#### [To do]
In the material below, find each line holding the string "table" and copy it.

[[ Data, beginning ]]

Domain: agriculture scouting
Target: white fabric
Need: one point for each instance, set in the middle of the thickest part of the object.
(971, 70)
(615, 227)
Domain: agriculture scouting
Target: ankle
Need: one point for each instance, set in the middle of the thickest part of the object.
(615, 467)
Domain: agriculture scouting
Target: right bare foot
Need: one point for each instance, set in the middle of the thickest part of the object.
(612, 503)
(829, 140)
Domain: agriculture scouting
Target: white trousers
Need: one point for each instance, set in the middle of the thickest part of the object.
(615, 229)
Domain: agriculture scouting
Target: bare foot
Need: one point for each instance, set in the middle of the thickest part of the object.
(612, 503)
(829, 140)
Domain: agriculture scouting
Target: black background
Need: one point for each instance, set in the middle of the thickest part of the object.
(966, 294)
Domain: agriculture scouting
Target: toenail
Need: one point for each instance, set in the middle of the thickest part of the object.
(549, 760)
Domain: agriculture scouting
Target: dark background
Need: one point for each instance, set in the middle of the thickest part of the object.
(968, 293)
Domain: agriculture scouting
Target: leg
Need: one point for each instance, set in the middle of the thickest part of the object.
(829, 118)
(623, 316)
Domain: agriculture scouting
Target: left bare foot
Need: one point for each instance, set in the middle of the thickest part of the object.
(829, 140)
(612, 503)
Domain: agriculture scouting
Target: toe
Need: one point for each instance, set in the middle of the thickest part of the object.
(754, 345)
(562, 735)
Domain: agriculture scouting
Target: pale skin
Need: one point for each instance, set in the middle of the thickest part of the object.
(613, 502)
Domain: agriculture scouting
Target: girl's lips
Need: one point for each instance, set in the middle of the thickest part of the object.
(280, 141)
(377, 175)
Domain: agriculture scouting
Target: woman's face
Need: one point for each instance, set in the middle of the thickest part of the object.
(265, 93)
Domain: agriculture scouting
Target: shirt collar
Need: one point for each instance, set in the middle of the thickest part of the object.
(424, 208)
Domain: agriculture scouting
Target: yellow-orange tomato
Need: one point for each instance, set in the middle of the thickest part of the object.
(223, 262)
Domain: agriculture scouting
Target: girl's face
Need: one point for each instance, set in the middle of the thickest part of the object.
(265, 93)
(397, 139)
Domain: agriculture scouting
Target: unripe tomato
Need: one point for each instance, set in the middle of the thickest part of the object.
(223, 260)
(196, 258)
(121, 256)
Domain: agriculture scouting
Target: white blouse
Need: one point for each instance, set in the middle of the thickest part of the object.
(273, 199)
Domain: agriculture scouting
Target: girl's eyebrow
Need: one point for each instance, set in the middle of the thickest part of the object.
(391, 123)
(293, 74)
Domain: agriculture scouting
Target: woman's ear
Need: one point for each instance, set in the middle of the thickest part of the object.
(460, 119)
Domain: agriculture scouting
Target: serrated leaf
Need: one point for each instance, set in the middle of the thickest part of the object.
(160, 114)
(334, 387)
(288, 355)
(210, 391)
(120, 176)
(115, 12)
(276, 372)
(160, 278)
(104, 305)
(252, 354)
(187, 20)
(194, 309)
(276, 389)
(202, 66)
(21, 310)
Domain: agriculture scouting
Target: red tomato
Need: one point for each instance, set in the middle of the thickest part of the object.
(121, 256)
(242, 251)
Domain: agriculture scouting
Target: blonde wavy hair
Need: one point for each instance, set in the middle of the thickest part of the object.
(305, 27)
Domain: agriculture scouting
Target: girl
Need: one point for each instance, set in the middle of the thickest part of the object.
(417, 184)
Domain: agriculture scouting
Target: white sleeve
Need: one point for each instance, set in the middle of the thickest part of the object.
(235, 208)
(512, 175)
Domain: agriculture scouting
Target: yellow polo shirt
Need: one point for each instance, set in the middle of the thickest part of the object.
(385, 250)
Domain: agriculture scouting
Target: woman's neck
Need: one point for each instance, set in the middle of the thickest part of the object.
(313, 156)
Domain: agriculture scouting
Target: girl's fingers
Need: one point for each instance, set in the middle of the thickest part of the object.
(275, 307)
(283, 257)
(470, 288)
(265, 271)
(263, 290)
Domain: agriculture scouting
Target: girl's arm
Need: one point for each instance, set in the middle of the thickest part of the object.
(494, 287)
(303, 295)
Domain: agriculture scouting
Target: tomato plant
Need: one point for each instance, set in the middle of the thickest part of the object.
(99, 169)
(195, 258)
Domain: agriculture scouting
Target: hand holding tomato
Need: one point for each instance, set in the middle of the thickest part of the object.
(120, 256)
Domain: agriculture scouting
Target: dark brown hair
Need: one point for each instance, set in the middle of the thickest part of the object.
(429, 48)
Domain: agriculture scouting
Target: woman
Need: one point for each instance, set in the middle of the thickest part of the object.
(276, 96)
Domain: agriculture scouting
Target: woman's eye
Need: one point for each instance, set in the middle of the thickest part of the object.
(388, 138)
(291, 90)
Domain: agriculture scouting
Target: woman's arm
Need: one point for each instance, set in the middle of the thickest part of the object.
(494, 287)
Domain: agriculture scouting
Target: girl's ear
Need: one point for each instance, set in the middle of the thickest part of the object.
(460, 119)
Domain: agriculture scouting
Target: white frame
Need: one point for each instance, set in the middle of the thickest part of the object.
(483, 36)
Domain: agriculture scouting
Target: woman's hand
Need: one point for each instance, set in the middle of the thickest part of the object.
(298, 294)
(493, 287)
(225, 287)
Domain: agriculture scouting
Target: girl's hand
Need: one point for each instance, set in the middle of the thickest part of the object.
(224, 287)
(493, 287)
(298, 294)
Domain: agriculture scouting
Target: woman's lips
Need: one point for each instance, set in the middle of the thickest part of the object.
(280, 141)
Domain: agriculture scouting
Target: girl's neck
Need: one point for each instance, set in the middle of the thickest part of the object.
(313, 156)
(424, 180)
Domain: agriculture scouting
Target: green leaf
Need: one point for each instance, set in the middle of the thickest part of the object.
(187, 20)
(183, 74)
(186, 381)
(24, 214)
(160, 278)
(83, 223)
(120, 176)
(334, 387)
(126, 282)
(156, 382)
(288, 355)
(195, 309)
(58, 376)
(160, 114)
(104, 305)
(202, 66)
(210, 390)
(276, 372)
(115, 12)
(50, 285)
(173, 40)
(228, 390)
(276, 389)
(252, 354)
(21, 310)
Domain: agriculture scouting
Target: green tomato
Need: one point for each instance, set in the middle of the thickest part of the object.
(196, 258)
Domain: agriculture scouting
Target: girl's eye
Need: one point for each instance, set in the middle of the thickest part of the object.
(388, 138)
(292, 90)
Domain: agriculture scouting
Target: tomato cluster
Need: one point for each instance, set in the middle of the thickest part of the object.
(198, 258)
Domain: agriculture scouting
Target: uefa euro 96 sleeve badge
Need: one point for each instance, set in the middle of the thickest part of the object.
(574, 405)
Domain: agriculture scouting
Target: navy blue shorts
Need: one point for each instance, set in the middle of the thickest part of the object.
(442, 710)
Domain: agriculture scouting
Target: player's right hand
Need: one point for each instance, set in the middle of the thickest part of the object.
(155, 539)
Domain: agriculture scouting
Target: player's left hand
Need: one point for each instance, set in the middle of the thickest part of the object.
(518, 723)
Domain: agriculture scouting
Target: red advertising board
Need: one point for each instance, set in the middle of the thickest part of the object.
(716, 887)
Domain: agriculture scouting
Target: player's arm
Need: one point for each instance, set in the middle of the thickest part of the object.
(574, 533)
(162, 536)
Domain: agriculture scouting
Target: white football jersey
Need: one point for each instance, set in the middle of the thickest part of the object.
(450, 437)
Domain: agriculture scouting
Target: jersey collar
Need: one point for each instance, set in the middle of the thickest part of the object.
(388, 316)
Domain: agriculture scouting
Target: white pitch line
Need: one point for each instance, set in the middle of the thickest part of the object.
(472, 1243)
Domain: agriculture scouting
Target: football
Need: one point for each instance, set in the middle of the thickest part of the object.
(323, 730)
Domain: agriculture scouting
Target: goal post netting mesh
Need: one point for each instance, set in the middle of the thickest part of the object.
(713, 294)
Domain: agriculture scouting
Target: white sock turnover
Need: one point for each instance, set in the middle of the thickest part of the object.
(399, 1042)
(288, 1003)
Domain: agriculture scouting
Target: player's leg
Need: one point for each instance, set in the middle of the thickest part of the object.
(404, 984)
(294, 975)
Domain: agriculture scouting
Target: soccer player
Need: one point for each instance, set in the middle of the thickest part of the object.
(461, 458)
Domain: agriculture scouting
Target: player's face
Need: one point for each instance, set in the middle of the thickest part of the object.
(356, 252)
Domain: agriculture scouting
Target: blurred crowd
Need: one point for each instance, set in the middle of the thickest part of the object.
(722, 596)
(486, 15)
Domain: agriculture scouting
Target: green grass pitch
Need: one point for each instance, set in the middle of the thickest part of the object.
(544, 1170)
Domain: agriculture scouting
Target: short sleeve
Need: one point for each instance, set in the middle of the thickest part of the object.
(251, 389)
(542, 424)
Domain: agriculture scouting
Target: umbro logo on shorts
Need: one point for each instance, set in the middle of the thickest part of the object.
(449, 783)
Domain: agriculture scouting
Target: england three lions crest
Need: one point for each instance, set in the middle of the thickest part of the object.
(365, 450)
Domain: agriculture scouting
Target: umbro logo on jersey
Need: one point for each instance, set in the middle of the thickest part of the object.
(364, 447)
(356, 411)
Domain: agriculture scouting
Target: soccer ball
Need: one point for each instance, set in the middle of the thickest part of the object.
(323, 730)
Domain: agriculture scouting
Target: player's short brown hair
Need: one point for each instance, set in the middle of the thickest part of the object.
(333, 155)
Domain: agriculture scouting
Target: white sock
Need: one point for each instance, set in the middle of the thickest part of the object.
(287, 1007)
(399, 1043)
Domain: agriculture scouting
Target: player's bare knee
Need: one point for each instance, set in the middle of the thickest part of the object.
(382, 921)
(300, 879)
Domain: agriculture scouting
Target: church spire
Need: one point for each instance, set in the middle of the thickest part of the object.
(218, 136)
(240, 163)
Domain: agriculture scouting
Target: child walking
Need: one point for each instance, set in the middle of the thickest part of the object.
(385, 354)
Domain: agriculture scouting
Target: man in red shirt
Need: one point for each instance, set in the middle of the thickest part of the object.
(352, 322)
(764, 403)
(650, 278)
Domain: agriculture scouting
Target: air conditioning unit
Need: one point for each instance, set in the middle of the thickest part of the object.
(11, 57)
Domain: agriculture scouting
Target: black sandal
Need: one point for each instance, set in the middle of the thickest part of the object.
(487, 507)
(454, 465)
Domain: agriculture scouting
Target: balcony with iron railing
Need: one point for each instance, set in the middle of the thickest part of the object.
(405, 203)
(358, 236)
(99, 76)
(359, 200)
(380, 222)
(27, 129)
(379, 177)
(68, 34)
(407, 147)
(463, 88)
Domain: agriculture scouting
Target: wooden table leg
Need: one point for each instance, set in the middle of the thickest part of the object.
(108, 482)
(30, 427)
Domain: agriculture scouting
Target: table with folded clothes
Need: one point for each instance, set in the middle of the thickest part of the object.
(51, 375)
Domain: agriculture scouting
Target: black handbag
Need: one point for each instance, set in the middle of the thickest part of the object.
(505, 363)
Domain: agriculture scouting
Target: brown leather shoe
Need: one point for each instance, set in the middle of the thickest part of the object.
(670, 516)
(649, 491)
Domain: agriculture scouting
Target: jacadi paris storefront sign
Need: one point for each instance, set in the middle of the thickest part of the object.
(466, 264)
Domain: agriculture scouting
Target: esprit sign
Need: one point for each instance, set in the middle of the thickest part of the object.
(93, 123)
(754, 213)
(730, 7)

[[ Data, end ]]

#### [Output]
Target: wooden table leg
Target: table with folded clothes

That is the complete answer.